__PROBLEM REQUIREMENTS__: Can you rescale the material from the line with "[segment] blue sky" up to and including the line with "M 6 2 L 0 528"? Give only those lines again, requests included, with every coordinate in the answers multiplied by 1.7 and rounded to a whole number, halves rounded up.

*** DATASET ROWS

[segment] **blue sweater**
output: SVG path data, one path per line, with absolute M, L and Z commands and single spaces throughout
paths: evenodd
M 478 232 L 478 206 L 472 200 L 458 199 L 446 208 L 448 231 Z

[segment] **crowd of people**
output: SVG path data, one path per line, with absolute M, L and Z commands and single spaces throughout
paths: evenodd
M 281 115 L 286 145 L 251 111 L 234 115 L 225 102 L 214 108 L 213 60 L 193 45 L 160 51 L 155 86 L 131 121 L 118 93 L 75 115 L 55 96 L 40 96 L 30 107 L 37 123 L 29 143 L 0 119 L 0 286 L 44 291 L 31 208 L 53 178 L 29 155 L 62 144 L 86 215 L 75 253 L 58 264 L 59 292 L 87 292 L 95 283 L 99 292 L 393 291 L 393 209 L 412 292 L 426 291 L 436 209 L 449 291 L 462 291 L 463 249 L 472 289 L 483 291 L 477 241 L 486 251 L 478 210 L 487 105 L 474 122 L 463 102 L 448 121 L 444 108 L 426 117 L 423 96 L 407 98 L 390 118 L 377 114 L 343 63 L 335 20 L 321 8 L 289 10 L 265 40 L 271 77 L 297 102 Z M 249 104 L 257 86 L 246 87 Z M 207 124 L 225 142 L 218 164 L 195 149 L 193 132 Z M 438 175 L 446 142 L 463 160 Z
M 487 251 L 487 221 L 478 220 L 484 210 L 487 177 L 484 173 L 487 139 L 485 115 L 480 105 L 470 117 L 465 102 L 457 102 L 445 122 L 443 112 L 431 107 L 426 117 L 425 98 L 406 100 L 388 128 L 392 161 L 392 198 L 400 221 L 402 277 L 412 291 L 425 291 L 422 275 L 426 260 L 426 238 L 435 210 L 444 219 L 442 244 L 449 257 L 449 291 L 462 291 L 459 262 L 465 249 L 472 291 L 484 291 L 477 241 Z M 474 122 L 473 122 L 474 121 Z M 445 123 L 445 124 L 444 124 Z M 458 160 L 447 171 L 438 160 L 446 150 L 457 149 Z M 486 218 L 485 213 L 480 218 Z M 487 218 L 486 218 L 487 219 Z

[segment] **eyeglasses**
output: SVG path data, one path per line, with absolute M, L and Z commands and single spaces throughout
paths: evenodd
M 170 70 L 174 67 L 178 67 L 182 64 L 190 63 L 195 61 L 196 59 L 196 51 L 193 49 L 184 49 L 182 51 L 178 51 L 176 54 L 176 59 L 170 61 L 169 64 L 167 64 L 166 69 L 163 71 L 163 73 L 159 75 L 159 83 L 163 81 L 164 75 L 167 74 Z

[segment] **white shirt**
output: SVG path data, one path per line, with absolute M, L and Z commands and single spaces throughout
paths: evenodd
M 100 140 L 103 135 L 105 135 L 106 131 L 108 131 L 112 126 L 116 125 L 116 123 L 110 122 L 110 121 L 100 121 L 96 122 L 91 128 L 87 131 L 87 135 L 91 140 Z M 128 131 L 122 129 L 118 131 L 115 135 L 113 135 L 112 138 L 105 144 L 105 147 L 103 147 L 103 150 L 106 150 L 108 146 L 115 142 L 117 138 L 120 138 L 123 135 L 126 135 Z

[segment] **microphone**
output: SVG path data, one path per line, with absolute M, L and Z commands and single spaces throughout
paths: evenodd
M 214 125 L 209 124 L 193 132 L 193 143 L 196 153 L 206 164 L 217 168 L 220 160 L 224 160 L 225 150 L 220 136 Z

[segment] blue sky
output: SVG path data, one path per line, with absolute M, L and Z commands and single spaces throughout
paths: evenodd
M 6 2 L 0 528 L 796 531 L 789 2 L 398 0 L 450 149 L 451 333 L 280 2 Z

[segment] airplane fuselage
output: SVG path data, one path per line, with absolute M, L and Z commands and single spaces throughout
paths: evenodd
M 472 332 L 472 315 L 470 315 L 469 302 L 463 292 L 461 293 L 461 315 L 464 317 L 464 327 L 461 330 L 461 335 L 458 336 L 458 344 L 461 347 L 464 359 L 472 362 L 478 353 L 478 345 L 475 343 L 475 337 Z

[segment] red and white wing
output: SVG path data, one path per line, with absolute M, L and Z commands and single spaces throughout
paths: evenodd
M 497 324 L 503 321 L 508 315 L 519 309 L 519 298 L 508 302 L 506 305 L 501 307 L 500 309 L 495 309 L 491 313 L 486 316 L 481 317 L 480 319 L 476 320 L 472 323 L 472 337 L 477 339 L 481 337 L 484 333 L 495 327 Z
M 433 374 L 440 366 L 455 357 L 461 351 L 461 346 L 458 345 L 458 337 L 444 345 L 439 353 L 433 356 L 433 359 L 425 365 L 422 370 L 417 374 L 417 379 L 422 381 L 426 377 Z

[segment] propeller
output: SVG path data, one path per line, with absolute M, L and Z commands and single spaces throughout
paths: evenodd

******

__WRITTEN SOLUTION__:
[segment] blue sky
output: SVG path data, one path per line, with absolute M, L and Z commands and single spaces throughout
paths: evenodd
M 10 3 L 0 898 L 1353 903 L 1341 3 L 677 0 L 765 253 L 767 566 L 476 3 Z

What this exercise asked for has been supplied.